» Testo fornito:
########################################
«Possiamo sentirci domani? In questo momento siamo fermi in autostrada col furgoncino in panne.» Così, il primo tentativo di intervista con gli Zu è finito in fumo. Lo stesso che, stando a quanto mi ha raccontato Massimo Pupillo, usciva dal cofano del van probabilmente per uno scazzo al radiatore. Un bel modo per iniziare il tour.
Ci riproviamo il giorno dopo e lo storico bassista della band, che insieme al sax baritono di Luca Mai costituisce il nocciolo dal ’97, può finalmente raccontarmi di Jhator. È l’ultima creatura dei romani, nata dopo anni difficili che hanno quasi portato allo scioglimento. Sempre meno attaccati a generi e strutture dei brani, Massimo, Luca e il nuovo acquisto Tomas Järmyr (batteria) hanno tagliato corto con la tracklist ma prendendosi in compenso la libertà di far durare le uniche due Jhator: A Sky Burial e The Dawning Moon of the Mind oltre 20 minuti ciascuna. Storie quindi, più che brani. Con un inizio, uno sviluppo narrativo che lascia spazio a pause e riprese (un fluido indefinito di dark ambient, doom e pure post-rock) e una conclusione. Forse il loro album più maturo finora.
########################################
» Voci da un insieme di annotazioni per punti:
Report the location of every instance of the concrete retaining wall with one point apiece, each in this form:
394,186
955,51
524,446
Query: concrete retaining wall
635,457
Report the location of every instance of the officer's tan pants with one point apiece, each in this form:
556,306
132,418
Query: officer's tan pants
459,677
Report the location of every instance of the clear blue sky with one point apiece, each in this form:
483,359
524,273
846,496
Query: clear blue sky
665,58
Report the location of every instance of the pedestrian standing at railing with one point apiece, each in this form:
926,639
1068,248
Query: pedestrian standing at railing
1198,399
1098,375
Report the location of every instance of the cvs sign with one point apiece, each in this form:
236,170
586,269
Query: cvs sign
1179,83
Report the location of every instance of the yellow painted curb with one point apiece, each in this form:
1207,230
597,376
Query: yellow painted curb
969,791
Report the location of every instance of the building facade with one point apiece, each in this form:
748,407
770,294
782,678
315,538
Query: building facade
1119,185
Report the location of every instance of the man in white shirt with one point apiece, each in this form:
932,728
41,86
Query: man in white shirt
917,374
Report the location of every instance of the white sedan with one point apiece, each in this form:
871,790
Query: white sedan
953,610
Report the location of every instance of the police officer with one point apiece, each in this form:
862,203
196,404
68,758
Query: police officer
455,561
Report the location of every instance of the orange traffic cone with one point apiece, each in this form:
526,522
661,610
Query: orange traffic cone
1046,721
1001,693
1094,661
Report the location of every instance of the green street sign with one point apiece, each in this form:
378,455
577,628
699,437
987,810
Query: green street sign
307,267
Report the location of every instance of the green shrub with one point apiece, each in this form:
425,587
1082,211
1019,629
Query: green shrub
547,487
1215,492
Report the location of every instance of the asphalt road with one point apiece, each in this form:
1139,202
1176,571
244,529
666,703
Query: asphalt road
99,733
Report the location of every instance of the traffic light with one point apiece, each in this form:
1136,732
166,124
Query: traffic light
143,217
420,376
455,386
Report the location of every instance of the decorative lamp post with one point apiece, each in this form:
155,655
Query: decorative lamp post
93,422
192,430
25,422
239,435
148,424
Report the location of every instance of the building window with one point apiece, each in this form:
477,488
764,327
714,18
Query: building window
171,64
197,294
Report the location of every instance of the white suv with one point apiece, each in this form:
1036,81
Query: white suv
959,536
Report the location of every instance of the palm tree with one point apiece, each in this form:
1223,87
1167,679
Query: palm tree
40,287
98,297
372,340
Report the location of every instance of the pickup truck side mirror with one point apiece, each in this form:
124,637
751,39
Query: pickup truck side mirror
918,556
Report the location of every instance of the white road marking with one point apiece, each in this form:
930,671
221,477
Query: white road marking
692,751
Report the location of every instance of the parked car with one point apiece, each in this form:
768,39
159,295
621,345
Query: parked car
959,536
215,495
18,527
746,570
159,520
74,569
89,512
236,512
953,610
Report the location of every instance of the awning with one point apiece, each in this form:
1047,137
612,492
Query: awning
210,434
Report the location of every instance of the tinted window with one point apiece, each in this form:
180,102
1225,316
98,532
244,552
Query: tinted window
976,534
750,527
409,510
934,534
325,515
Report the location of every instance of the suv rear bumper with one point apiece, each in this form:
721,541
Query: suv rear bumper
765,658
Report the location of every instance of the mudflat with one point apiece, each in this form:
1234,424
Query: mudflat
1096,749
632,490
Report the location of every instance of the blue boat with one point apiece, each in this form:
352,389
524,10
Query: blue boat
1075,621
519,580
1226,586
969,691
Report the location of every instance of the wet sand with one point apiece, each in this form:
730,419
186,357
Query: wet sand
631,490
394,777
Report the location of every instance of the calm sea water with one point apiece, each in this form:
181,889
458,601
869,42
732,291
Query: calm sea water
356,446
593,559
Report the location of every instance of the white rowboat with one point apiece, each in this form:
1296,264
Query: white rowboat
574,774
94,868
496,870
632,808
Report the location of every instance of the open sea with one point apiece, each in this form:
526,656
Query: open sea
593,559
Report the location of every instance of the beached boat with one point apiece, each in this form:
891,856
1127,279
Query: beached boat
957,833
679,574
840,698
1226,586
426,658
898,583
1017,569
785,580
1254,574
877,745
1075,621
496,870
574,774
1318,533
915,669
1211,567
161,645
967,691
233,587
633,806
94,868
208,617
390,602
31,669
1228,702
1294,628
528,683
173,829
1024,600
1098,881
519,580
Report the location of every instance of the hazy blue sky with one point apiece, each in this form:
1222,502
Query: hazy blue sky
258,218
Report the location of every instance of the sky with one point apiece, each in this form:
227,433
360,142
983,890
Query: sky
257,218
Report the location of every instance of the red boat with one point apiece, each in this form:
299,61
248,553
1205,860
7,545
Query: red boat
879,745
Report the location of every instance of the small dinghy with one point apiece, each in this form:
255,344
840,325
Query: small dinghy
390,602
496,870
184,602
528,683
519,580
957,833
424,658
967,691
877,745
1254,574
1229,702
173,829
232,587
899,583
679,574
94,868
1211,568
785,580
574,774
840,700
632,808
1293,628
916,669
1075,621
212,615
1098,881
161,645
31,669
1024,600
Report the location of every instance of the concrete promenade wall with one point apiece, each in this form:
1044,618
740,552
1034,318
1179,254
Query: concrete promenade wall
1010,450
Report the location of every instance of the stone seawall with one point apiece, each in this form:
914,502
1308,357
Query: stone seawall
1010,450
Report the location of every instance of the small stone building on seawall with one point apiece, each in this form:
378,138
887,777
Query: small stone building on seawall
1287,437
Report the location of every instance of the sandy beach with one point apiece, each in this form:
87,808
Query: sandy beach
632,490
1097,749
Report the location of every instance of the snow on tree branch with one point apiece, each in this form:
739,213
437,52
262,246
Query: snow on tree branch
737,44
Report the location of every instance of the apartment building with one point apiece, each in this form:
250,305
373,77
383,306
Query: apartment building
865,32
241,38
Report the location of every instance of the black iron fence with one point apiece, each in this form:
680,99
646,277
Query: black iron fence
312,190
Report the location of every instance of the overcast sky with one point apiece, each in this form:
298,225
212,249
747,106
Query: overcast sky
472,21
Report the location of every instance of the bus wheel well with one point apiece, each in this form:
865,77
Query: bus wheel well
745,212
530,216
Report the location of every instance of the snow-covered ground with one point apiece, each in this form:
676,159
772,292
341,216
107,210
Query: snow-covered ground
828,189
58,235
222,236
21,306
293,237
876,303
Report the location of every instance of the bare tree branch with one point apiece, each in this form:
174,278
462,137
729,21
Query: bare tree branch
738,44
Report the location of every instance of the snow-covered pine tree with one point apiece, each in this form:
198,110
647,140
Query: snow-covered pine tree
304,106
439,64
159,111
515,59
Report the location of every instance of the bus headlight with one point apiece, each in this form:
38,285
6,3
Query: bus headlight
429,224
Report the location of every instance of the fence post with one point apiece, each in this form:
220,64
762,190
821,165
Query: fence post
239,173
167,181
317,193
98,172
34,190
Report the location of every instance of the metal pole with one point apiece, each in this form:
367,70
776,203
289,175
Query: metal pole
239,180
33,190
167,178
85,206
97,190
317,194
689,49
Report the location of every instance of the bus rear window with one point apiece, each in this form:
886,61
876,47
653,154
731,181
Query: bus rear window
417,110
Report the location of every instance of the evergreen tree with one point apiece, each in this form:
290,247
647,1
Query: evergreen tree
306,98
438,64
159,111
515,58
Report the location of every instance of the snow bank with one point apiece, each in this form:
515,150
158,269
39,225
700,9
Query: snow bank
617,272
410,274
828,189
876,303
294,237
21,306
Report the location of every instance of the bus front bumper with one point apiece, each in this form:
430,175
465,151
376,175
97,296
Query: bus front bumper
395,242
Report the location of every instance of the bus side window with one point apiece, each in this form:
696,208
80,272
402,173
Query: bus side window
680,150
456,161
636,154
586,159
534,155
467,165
########################################
» Lavoro richiesto:
Prosegui il testo sugli Zu partendo dopo la sua ultima frase. I record qui non hanno alcun ruolo.

» Risultato:
Piccola nota a margine: non cercate mai la parola Jhator su Google Immagini se siete in ufficio.
Ma cosa è successo? Ha preso fuoco il furgone?
Il furgone del tour ci ha abbandonato. Ha iniziato a fare rumori, puzza di bruciato. Ci siamo fermati 10 volte, abbiamo fatto Ravenna-Torino in 7 ore. Per fortuna non ha preso fuoco, stamattina il nostro uomo che si occupa di queste cose è andato a Milano a prendere un altro furgone. Questo lo lasciamo qui.
Che sfiga, proprio all’inizio del tour.
Sì, abbiamo iniziato tre giorni fa. Ma queste cose sono classiche, succedono sempre all’inizio.
Calmi e placidi! Quante volte vi è capitato?
Siamo abituati, all’inizio dei tour più lunghi succedono sempre queste cose. Se non ti abitui agli imprevisti non puoi fare questa vita. Devi prenderla con calma.
La formazione è la stessa dello scorso disco?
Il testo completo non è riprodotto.